» **Page text**
-*-
How to Choose an Obstetrician


By: Julie Fletcher

You have just found out you are having a baby. Congratulations! Now is the time to begin your search for an Obstetrician who will be there for you during your entire pregnancy, then birth. Getting proper care from as near to the time you have found out you are pregnant will increase your chances of a healthy and happy pregnancy. 

Beginning Your Search

By asking friends and family members who they have used for their Obstetrician, you may find your perfect fit. Listen to your friends as they speak about their clinic or OB/GYN office visits. Do they sound happy with their doctor? Ask them how their obstetrician validates their questions or if their doctor seemed to disagree and/or ignore their concrens, passing them off as minor.

If you decide to call several offices or clinics from a phonebook listing, ask opinions from the assistant who is taking calls. You may not think that a secretary will give you advice on the behavior or manner of her employer, but often times you will get an honest answer. If an employee visits another obstetrician for her OB/GYN needs, that may be a sign that you should, as well.

A Clinic Or Single Doctor?
-*-
» **Material provided**

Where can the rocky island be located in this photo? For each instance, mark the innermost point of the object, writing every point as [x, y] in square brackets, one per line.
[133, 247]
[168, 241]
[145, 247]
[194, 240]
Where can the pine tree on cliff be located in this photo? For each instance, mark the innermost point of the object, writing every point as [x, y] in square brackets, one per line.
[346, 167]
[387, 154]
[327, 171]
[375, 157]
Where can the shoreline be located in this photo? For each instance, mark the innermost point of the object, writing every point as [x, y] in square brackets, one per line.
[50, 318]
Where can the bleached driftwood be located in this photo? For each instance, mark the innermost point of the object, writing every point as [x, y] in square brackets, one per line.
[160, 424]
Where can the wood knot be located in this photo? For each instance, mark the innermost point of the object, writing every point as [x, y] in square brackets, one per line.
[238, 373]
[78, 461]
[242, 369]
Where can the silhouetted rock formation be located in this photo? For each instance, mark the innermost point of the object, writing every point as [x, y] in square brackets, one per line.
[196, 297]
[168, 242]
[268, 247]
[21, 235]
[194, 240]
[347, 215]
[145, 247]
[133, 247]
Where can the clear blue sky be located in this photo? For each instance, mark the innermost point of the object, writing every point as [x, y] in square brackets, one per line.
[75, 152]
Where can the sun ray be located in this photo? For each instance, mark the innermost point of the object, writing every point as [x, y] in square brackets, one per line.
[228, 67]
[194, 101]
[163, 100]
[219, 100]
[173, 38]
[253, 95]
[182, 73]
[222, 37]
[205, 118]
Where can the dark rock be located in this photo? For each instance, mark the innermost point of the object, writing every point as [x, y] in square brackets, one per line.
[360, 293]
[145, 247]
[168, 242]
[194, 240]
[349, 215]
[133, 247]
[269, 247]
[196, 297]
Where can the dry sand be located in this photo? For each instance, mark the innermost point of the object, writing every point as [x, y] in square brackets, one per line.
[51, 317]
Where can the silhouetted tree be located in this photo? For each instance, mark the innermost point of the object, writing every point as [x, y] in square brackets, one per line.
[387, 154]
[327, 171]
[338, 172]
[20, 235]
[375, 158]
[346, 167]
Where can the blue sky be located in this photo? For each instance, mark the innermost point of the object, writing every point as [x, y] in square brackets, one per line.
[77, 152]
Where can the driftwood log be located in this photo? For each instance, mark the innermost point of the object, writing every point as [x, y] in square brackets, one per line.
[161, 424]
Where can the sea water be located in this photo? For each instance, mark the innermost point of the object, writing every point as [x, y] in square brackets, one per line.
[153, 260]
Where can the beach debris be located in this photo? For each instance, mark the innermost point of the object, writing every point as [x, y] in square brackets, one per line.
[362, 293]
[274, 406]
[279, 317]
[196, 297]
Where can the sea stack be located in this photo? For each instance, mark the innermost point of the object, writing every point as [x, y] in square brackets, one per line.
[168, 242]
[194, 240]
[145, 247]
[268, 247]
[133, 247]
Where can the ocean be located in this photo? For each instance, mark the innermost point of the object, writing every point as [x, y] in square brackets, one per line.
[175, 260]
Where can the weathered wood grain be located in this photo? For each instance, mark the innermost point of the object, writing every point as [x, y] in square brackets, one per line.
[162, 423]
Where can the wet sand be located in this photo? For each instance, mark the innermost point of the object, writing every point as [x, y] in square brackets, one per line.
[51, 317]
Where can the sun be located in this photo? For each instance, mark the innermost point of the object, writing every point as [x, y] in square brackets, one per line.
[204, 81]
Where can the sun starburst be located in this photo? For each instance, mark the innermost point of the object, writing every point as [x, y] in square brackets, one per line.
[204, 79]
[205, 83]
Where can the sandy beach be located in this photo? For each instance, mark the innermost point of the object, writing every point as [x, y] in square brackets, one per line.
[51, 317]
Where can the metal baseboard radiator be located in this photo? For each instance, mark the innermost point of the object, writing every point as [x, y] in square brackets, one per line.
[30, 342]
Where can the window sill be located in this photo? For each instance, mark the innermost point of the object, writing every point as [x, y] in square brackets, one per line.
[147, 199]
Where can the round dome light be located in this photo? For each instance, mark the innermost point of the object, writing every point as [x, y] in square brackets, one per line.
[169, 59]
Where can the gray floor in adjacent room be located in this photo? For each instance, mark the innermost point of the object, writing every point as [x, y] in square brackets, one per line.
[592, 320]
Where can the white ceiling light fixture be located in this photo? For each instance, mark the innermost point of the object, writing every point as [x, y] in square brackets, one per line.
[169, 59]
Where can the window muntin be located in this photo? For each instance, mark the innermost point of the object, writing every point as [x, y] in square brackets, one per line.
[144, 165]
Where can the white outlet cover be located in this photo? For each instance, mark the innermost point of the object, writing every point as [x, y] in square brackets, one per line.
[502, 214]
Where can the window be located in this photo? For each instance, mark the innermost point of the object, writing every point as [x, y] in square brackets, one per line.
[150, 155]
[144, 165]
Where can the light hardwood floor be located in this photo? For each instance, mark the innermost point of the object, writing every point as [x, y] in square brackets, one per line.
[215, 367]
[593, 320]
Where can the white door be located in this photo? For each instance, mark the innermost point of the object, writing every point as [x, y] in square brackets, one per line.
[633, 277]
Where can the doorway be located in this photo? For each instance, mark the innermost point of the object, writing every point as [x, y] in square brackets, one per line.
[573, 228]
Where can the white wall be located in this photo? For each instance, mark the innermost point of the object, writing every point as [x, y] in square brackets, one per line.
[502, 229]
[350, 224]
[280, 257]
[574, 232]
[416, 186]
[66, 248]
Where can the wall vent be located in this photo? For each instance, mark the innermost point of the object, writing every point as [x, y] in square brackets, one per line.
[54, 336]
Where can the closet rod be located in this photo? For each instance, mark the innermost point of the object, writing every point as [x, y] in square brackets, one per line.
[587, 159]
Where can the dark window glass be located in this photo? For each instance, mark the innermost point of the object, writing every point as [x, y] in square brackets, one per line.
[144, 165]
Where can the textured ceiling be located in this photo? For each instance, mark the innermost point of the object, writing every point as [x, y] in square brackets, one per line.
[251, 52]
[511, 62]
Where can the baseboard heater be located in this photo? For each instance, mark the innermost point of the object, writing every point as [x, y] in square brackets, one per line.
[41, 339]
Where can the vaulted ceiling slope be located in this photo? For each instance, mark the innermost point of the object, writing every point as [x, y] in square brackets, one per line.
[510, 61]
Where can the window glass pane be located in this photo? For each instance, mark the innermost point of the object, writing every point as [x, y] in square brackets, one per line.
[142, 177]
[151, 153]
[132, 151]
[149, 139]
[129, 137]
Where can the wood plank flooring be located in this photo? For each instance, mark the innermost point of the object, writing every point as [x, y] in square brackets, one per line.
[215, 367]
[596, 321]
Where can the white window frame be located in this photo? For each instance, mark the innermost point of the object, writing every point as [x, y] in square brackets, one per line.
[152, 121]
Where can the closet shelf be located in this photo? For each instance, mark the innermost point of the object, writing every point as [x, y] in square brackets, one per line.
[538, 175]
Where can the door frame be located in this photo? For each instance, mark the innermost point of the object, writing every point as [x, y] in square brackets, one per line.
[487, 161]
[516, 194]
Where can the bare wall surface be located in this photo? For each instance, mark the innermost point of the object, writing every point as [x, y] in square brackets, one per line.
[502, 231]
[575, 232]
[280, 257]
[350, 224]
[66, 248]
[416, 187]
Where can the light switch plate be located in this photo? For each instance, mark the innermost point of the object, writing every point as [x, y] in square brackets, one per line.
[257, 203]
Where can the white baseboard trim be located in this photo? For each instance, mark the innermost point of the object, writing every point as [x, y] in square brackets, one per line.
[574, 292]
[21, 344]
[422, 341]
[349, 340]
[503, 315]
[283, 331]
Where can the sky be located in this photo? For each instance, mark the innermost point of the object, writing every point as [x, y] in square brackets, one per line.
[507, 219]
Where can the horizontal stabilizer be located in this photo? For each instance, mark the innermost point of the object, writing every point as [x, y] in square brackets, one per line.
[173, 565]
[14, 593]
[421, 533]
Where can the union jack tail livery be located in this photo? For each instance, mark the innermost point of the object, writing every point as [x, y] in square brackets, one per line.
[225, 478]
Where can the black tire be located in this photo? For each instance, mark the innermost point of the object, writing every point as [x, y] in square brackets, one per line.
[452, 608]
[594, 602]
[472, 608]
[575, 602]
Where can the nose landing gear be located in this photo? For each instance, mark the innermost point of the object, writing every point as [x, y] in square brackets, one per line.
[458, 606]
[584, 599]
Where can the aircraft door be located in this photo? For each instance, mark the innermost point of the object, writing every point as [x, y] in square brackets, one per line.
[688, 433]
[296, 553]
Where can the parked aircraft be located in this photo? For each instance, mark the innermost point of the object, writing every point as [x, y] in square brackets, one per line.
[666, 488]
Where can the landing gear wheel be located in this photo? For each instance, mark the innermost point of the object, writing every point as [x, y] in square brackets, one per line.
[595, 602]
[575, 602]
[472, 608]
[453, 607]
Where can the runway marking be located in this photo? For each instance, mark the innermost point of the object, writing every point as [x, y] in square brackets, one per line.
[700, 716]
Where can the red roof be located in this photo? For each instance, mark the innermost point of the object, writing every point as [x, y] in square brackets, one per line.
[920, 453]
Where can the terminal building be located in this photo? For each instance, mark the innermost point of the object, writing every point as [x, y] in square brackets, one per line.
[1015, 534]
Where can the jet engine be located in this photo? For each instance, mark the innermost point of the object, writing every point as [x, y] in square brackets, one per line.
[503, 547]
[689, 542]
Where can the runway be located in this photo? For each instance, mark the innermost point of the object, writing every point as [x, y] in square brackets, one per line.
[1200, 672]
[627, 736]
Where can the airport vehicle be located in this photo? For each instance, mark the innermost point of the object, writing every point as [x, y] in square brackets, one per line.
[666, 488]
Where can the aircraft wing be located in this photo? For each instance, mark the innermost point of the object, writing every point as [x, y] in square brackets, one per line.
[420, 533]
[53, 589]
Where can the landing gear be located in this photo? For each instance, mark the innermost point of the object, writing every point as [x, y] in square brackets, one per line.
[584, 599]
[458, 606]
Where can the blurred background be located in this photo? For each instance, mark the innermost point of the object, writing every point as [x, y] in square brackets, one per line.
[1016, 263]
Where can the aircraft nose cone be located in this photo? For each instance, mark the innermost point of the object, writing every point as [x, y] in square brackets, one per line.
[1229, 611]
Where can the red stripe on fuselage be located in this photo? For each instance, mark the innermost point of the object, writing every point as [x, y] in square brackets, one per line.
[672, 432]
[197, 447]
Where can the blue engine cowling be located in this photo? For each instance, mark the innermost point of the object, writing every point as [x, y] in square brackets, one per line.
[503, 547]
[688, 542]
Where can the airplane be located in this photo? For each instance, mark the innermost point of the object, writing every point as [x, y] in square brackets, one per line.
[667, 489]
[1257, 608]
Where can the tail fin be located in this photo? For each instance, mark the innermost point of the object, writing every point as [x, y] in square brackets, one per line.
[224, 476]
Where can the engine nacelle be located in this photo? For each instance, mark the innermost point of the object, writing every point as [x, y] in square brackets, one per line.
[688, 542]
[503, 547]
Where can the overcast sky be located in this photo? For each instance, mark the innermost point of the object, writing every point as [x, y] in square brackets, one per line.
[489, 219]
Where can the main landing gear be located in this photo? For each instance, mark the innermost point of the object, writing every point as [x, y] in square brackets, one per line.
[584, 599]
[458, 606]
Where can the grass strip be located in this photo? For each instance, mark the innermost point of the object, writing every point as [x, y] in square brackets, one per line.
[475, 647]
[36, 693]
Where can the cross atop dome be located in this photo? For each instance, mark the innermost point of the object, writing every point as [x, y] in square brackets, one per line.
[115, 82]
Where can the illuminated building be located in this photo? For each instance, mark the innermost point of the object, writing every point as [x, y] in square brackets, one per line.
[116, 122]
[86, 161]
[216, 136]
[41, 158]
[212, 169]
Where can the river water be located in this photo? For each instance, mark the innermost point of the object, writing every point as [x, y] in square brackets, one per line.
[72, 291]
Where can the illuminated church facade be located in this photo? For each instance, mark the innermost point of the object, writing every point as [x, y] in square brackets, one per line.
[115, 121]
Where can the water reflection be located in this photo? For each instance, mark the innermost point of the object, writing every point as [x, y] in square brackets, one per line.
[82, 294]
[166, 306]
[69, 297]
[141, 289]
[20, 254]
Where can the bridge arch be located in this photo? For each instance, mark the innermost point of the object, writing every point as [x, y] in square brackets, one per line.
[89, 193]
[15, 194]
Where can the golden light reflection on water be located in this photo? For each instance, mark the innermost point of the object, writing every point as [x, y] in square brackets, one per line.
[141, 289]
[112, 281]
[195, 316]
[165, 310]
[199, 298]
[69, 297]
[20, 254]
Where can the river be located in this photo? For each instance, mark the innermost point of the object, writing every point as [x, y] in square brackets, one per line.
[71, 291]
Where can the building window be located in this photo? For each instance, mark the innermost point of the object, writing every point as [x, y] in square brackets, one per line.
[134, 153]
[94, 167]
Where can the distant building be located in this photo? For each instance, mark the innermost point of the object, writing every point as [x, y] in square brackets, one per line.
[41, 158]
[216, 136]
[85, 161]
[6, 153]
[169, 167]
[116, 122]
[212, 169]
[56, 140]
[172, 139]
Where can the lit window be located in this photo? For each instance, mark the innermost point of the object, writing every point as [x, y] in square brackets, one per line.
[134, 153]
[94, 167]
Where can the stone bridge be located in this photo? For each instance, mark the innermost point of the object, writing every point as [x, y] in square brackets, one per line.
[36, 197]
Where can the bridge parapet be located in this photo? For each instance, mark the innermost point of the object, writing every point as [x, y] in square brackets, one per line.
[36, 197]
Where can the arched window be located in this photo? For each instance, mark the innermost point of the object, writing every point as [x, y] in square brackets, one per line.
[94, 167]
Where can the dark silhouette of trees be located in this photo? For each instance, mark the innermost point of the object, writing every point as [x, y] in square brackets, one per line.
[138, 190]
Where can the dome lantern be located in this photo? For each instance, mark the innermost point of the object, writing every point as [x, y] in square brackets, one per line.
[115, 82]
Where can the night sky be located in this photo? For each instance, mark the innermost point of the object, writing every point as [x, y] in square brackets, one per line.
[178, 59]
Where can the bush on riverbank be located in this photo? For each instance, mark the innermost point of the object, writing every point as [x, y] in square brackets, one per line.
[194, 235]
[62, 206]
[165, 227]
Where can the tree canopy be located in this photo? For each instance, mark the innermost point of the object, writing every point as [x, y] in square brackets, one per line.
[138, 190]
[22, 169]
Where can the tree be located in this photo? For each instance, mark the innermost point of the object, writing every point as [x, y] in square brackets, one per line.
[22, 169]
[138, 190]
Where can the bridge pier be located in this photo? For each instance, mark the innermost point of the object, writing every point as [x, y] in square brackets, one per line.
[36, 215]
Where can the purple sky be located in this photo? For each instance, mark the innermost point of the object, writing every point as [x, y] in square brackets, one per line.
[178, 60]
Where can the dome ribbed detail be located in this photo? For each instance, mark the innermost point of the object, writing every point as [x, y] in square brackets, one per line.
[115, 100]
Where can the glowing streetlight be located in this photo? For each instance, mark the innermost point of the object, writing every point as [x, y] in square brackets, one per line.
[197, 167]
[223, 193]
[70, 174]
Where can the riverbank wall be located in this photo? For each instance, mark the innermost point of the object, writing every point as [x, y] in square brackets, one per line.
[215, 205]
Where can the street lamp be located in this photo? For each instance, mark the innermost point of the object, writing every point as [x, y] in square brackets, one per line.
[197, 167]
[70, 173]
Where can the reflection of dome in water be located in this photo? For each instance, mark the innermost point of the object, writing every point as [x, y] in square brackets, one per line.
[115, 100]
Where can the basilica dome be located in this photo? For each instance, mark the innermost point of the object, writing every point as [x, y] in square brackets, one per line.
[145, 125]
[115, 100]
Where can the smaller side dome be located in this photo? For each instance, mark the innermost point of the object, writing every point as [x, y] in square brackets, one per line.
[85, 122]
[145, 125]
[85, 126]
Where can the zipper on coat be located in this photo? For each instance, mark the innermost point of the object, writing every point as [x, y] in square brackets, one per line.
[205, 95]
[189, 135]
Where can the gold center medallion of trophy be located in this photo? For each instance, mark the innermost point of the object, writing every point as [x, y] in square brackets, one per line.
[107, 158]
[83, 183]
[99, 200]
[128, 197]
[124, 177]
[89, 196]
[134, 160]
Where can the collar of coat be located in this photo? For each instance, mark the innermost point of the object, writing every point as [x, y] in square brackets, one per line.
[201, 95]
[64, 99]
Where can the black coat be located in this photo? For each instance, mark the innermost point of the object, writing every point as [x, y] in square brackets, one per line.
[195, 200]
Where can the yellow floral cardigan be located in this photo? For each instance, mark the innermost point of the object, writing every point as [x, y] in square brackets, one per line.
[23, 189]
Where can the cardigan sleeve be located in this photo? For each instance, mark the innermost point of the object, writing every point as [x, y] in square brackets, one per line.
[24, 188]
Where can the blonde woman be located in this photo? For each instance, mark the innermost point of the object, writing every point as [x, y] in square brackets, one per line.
-*-
» **Instructions for the task**
Retype the whole article on choosing an obstetrician word for word. The records have no connection to the text.

» **Problem solution**
How to Choose an Obstetrician


By: Julie Fletcher

You have just found out you are having a baby. Congratulations! Now is the time to begin your search for an Obstetrician who will be there for you during your entire pregnancy, then birth. Getting proper care from as near to the time you have found out you are pregnant will increase your chances of a healthy and happy pregnancy. 

Beginning Your Search

By asking friends and family members who they have used for their Obstetrician, you may find your perfect fit. Listen to your friends as they speak about their clinic or OB/GYN office visits. Do they sound happy with their doctor? Ask them how their obstetrician validates their questions or if their doctor seemed to disagree and/or ignore their concrens, passing them off as minor.

If you decide to call several offices or clinics from a phonebook listing, ask opinions from the assistant who is taking calls. You may not think that a secretary will give you advice on the behavior or manner of her employer, but often times you will get an honest answer. If an employee visits another obstetrician for her OB/GYN needs, that may be a sign that you should, as well.

A Clinic Or Single Doctor?